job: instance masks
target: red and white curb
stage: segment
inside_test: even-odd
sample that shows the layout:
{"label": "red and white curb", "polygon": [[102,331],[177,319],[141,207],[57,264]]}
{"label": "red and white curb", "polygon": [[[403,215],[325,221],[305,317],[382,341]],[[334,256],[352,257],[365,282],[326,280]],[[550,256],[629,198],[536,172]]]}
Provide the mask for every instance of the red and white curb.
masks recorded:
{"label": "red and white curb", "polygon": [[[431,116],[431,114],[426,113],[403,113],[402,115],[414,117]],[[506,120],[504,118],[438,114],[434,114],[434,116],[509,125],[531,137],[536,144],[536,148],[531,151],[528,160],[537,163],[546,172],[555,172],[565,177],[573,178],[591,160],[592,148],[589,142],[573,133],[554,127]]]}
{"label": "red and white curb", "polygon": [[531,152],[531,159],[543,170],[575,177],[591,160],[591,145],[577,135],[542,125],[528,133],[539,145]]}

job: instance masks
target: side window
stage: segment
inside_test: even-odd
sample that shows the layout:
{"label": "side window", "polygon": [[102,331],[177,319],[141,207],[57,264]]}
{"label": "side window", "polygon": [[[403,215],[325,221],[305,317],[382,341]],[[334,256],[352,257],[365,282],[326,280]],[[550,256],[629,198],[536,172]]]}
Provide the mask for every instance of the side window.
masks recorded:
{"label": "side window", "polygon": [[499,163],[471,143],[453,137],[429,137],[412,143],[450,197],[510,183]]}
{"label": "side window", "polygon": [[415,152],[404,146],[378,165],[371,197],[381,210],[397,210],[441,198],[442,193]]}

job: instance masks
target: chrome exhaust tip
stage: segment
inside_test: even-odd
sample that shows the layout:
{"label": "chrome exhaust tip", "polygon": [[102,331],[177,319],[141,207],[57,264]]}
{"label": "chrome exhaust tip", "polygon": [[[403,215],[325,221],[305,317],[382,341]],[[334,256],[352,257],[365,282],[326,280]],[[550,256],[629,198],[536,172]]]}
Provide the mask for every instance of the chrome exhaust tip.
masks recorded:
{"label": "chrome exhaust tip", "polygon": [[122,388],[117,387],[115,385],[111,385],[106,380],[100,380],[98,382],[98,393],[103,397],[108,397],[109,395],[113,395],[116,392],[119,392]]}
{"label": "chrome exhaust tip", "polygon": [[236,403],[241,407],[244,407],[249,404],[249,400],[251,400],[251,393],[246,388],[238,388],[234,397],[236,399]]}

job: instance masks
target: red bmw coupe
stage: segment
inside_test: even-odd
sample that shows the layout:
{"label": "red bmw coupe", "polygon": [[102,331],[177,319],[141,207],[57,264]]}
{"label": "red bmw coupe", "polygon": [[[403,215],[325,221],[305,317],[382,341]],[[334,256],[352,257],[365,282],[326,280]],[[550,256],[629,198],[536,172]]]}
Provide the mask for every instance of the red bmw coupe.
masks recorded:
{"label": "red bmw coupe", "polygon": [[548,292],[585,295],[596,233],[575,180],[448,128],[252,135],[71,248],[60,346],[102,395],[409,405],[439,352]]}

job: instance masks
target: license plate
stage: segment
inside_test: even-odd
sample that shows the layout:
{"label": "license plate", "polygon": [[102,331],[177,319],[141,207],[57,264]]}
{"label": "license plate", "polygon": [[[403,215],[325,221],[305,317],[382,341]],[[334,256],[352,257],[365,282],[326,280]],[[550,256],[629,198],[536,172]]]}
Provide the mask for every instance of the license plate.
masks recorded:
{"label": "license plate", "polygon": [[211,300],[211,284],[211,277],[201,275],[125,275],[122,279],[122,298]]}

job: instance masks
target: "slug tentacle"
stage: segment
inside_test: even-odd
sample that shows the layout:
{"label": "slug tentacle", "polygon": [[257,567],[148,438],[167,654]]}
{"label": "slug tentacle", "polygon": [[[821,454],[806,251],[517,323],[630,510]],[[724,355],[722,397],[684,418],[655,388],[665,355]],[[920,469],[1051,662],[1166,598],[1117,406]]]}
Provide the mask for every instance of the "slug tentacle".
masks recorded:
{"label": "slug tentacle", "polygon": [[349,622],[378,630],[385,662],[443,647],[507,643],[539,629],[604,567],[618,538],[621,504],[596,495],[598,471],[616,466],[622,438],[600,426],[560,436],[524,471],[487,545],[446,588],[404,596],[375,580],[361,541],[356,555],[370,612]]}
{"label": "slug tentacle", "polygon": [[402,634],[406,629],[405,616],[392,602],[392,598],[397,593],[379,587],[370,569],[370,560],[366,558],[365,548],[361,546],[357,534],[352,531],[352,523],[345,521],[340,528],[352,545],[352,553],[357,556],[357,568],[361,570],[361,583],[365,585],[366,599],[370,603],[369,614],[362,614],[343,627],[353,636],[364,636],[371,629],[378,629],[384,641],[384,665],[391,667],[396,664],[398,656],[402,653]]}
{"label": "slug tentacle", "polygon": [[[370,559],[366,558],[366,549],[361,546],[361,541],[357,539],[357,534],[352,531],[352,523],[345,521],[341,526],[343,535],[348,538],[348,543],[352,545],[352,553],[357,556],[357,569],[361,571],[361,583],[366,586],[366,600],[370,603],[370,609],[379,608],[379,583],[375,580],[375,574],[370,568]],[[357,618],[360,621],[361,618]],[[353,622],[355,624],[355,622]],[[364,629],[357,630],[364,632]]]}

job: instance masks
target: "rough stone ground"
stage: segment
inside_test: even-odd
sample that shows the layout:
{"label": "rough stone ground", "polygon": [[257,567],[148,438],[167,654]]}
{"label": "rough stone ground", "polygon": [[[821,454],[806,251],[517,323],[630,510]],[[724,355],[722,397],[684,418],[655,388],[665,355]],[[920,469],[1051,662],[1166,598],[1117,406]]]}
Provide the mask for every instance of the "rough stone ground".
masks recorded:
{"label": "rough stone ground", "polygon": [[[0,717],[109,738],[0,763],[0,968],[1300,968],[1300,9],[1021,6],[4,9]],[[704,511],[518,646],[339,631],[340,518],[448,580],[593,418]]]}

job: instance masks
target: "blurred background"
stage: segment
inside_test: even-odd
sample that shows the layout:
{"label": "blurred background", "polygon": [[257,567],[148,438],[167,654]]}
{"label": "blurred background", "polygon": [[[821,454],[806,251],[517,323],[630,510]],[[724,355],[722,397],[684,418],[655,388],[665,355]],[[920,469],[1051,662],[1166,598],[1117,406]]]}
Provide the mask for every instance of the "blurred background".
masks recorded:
======
■ REQUIRED WORK
Look over the listing above and copy each line that contains "background".

■ ANSWER BOX
target: "blurred background"
{"label": "blurred background", "polygon": [[257,567],[148,438],[167,654]]}
{"label": "blurred background", "polygon": [[[821,454],[806,251],[517,323],[630,510]],[[724,355],[722,397],[684,418],[655,388],[665,355]],[[920,469],[1051,662],[1166,598],[1117,406]]]}
Provide the mask for every instance of the "blurred background".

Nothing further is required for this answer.